• Text provided:
*** Block opens ***

A series of patches are placed on the patient’s chest, which allows a highly sophisticated computer to calculate where the tip of the catheter is located in 3D space at all times. By moving the catheter through the heart, specialists can construct a 3D model on a computer screen of the inner surface of the heart, from the valves to the veins that come into the heart. "At the same time, we can record the electrical signals from everywhere we touch in the heart," reports Dr. Van Hare. "This information tells us where important structures are located, such as scars, valves and patches from prior surgery. We also use it to map the course of electrical activation as it moves through the heart during normal and abnormal rhythms. Doing all this together allows us to understand what is actually supporting and causing these abnormal heart rhythms, and then to select the best location in the heart for ablation."
According to Dr. Silva, an additional benefit of cardiac mapping especially important to children is the reduced need for fluoroscopy. "Once the map is developed, we no longer require X-ray," she adds. "For patients like Correy facing a six-hour procedure, this is a significant reduction in radiation exposure for our patients."
In addition to cardiac mapping, Dr. Silva’s fellowship training was devoted to research into understanding the prime location to pace a heart to achieve maximum contraction. Her first three years of training were completed at St. Louis Children’s Hospital, with the fourth year at Boston Children’s Hospital. She returned this past fall to lead the EP program and continue her research. Mark Levin, MD, recently joined the department from Children’s Hospital in Philadelphia. Dr. Levin, WUSM Instructor in Pediatrics, is a pediatric cardiologist and a basic science researcher focused on understanding cellular electrophysiology.

*** Block closes ***

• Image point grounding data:
*** Block opens ***

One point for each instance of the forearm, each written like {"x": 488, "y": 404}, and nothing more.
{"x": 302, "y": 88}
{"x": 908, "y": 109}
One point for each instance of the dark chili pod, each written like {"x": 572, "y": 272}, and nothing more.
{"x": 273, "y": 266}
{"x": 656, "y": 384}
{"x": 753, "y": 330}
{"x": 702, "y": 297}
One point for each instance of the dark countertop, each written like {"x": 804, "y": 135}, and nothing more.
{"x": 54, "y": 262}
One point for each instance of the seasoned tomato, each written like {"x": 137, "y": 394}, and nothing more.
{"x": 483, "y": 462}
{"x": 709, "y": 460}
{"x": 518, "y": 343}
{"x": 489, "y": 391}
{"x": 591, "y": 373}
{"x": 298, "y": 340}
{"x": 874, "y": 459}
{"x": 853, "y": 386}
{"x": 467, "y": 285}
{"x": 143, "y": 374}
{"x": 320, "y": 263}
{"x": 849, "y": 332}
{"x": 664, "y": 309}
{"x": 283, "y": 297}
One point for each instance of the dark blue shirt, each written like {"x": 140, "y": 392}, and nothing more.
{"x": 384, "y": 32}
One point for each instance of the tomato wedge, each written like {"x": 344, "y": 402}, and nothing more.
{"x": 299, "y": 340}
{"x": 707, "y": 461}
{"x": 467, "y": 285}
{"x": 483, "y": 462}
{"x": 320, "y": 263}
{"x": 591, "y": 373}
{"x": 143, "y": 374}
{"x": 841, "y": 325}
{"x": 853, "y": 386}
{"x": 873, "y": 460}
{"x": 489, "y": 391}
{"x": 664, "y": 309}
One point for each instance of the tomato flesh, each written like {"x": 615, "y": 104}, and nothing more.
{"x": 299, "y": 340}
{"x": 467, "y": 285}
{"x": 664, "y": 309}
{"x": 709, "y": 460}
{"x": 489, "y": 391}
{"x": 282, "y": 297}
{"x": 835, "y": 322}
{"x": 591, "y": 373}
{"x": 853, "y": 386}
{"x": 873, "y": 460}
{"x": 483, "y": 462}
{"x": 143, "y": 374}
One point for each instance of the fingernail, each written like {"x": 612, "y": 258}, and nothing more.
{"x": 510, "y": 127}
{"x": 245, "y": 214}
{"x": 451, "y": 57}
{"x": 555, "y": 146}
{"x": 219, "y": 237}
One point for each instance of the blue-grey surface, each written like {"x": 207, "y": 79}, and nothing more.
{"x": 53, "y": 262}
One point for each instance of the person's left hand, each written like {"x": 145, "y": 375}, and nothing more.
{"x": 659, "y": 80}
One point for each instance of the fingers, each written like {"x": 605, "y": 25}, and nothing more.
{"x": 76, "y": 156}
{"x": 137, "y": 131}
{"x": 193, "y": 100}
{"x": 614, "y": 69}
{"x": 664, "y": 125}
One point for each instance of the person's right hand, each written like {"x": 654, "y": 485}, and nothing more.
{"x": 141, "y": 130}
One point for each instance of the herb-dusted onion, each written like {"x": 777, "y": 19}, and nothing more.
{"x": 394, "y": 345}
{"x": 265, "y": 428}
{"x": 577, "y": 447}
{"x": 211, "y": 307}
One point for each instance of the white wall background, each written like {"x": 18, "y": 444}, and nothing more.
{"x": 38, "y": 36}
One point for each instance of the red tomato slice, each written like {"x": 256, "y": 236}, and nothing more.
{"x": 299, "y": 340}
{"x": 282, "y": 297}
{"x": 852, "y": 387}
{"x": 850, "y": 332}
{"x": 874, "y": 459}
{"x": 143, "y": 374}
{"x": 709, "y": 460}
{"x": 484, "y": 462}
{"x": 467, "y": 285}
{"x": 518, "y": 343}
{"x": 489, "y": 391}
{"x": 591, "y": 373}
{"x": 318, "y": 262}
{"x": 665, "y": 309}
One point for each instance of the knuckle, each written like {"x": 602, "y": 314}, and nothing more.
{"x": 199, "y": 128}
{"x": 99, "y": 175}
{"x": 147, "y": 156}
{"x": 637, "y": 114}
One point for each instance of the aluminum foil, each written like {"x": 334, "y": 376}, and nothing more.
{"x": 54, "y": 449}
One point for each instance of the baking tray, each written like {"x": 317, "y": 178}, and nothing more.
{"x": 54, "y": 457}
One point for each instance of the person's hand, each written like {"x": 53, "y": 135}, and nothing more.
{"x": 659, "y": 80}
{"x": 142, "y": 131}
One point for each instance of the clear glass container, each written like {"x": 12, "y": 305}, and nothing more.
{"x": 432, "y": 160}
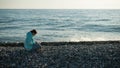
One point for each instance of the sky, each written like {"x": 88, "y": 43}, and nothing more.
{"x": 59, "y": 4}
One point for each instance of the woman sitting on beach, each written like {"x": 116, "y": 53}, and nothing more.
{"x": 30, "y": 44}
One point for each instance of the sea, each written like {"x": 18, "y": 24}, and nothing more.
{"x": 60, "y": 25}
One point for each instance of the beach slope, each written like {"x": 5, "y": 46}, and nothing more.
{"x": 94, "y": 54}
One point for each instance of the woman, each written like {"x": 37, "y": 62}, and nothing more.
{"x": 30, "y": 44}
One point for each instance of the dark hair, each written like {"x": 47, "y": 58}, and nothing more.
{"x": 33, "y": 31}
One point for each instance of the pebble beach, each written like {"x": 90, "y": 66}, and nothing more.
{"x": 93, "y": 54}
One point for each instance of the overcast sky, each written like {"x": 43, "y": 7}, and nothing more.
{"x": 60, "y": 4}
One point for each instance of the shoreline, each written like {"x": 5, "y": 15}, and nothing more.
{"x": 20, "y": 44}
{"x": 92, "y": 54}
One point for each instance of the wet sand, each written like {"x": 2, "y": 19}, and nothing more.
{"x": 94, "y": 54}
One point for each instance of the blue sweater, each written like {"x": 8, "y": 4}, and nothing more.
{"x": 29, "y": 41}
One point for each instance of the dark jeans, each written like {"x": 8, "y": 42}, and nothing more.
{"x": 36, "y": 46}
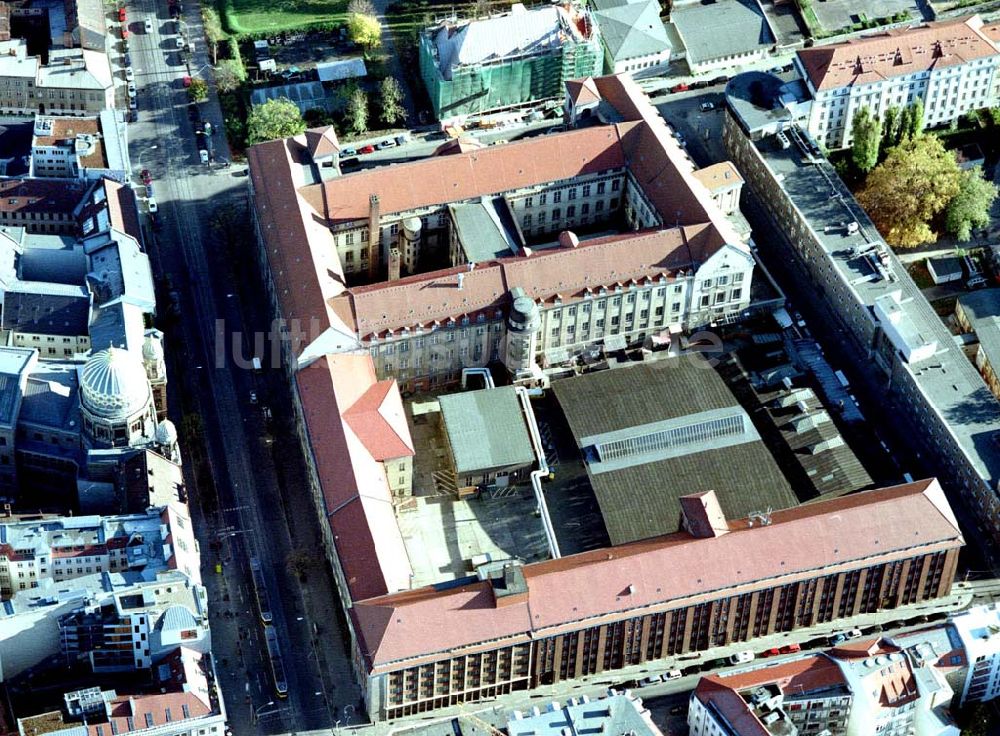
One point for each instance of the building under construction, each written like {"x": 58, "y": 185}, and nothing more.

*** Block closes ***

• Actions to take:
[1] In the cardiac mapping text, what does Dr. Silva say is no longer required once the map is developed?
[2] Please extract the passage of the cardiac mapping text that begins at the words "In addition to" and stops after "understanding cellular electrophysiology.".
The rows are separate material and have no connection to the cardiac mapping text.

• Expected results:
[1] X-ray.

[2]
In addition to cardiac mapping, Dr. Silva’s fellowship training was devoted to research into understanding the prime location to pace a heart to achieve maximum contraction. Her first three years of training were completed at St. Louis Children’s Hospital, with the fourth year at Boston Children’s Hospital. She returned this past fall to lead the EP program and continue her research. Mark Levin, MD, recently joined the department from Children’s Hospital in Philadelphia. Dr. Levin, WUSM Instructor in Pediatrics, is a pediatric cardiologist and a basic science researcher focused on understanding cellular electrophysiology.